Work required:
Copy the material below from its start through the line containing "point(138, 715)", keeping every line. Offset each coordinate value in the points by -65, and leave all other text unchanged.

Entries from a pointing dataset:
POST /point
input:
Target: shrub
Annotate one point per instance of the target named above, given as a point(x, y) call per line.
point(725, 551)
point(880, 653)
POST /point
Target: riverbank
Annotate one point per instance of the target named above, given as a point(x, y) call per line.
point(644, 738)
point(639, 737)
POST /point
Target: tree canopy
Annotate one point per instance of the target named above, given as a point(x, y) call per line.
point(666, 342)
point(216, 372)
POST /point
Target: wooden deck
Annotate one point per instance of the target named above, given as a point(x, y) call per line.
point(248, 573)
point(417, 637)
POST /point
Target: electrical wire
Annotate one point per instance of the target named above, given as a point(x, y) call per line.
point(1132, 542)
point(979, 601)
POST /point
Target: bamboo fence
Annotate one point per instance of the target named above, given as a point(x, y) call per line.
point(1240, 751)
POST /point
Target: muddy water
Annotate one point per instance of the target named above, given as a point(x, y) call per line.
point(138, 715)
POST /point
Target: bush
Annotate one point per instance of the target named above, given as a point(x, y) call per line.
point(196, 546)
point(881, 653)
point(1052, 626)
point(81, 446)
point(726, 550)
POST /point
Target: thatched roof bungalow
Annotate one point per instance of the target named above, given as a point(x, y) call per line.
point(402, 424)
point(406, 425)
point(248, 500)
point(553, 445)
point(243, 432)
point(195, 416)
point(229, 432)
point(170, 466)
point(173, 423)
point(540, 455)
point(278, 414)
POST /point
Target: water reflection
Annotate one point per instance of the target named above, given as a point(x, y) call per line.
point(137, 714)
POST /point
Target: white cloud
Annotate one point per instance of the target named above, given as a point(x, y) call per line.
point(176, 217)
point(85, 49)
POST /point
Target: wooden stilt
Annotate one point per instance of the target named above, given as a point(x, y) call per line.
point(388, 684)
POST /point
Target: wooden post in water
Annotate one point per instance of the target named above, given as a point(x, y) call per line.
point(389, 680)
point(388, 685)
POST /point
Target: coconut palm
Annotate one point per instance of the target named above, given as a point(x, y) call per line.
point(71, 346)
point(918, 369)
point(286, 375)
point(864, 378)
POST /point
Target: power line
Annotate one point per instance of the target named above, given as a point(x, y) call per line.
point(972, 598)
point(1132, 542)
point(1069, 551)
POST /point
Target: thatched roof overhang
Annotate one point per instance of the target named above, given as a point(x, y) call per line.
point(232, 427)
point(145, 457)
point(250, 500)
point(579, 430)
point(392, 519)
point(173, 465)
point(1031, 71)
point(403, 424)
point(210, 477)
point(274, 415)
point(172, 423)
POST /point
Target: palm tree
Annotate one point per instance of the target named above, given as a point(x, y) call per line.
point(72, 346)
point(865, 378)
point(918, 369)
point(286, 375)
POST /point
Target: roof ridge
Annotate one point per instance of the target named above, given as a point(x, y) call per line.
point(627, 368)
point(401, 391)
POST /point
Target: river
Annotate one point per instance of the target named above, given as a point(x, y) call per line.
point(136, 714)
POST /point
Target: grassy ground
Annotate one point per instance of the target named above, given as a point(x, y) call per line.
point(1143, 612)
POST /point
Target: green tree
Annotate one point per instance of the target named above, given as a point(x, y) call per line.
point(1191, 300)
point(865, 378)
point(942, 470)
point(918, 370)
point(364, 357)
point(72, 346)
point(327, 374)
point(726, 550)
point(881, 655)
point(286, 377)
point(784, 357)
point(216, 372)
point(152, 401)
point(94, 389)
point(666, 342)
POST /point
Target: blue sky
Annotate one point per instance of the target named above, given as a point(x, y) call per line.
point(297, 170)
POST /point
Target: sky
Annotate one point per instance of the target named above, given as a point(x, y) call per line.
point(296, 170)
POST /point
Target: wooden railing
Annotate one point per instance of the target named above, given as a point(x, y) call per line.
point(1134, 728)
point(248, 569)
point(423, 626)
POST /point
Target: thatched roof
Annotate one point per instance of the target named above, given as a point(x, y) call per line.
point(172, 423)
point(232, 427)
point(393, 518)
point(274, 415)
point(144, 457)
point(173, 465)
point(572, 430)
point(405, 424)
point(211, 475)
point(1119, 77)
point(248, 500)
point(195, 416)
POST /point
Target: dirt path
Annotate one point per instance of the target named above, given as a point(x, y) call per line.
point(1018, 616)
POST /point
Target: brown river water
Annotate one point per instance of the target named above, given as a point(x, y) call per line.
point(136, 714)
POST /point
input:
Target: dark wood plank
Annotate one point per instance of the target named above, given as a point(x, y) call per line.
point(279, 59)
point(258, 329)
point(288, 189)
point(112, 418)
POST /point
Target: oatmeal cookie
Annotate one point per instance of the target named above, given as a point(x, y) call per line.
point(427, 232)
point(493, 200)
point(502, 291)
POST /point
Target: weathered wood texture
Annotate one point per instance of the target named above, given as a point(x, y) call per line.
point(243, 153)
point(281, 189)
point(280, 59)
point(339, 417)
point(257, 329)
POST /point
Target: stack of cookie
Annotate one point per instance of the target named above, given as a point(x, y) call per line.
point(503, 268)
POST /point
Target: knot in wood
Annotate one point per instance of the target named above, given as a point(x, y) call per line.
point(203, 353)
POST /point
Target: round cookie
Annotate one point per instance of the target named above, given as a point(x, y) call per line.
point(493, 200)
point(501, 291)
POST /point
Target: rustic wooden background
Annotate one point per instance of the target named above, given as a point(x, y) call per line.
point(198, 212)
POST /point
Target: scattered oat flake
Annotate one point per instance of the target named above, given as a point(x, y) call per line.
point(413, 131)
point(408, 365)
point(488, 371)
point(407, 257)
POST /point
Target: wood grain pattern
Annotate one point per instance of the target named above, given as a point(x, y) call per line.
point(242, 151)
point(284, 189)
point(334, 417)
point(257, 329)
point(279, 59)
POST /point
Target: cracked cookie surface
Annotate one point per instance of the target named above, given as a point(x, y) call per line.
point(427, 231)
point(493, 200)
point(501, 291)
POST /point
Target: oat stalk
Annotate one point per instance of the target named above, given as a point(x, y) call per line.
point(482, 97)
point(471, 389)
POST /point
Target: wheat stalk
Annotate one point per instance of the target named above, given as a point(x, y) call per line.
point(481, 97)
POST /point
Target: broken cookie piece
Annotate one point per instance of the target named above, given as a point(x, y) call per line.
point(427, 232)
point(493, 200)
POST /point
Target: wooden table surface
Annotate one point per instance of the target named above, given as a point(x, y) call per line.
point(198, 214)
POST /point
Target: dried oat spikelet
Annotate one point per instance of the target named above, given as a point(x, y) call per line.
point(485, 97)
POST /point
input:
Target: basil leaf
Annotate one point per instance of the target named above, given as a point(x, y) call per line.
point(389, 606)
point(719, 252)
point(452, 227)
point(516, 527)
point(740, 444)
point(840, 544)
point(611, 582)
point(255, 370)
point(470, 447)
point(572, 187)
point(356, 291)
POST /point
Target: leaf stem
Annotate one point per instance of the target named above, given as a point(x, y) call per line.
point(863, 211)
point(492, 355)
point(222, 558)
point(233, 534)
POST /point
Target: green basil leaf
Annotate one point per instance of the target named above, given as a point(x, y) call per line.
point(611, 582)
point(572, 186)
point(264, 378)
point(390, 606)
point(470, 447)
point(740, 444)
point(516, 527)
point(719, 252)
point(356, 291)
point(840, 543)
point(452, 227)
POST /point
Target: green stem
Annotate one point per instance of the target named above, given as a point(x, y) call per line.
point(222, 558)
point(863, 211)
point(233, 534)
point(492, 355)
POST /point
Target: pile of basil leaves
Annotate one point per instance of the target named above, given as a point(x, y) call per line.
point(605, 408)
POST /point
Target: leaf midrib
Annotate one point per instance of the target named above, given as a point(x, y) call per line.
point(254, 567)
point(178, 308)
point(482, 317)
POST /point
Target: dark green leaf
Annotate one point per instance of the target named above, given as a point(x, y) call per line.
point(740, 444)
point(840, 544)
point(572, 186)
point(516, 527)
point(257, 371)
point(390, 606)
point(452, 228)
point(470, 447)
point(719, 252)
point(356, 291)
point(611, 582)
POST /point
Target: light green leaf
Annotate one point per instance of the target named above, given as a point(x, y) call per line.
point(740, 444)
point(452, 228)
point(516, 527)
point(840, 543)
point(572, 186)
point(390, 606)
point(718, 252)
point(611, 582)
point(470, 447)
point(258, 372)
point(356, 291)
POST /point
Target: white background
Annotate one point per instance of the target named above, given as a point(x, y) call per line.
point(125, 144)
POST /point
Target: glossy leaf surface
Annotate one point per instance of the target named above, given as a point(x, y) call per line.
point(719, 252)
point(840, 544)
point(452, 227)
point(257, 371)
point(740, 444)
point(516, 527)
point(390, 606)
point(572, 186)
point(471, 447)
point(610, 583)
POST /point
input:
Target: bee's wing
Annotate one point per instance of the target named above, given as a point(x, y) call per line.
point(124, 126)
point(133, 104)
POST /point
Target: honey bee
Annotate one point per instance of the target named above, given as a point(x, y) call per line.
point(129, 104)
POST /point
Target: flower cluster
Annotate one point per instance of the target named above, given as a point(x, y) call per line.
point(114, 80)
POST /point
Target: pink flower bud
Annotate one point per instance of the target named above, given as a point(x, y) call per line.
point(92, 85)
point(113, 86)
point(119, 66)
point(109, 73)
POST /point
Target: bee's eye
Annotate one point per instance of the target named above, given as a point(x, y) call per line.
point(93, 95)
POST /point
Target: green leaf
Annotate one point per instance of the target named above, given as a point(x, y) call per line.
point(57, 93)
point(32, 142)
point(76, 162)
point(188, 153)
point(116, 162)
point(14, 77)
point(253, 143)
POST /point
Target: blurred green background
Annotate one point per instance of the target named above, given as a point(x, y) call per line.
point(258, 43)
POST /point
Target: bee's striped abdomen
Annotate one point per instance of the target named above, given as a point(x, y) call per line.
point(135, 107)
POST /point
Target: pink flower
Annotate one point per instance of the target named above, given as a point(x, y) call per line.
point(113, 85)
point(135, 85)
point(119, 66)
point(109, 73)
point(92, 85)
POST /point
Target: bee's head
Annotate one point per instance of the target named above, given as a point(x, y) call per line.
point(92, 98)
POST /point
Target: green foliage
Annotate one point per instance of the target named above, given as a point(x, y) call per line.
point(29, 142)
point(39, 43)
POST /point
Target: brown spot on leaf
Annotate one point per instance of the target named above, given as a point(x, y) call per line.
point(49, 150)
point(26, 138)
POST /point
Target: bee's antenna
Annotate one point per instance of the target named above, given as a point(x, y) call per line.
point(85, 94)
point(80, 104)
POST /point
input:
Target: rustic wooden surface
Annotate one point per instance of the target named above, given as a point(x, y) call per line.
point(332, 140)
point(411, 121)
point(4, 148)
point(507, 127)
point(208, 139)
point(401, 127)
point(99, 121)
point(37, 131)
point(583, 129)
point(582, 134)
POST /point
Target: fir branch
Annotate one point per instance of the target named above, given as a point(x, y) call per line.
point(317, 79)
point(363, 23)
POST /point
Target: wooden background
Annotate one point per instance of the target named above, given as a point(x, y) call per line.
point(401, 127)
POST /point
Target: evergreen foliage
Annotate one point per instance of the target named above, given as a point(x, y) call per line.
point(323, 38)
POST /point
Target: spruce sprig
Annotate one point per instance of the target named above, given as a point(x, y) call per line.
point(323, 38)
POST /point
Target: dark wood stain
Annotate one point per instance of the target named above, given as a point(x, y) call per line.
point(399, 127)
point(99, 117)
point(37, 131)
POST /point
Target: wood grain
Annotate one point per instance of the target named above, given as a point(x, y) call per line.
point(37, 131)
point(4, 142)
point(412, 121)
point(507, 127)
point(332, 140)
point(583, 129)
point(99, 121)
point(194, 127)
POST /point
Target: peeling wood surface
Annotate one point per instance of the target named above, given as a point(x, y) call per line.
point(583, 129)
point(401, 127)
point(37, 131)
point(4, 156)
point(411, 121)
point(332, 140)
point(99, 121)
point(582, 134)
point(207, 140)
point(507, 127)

Solved problem:
POST /point
input:
Target: shrub
Annotate one point per instance of the target named above, given as a point(x, y) call per line.
point(660, 486)
point(815, 588)
POST /point
Target: riverbank
Annotate one point per instance of the target named above, given as a point(x, y) call per line.
point(579, 673)
point(574, 672)
POST /point
Target: tree canopy
Annotate one point per instance of the target named above, given as a point(x, y) call per line.
point(601, 277)
point(151, 307)
POST /point
Target: wooden deck
Annotate one point per instance of the target named above, given as a point(x, y) call per line.
point(183, 508)
point(352, 572)
POST /point
Target: electrical wire
Annotate one point per instance of the target named above, given as a point(x, y) call per line.
point(1067, 477)
point(914, 536)
POST /point
Target: bamboo fence
Annotate one point per instance of the target named above, given as a point(x, y) call per line.
point(1175, 686)
POST /point
Target: muddy water
Annotate one point per instance of the target named above, given as a point(x, y) call per line.
point(73, 650)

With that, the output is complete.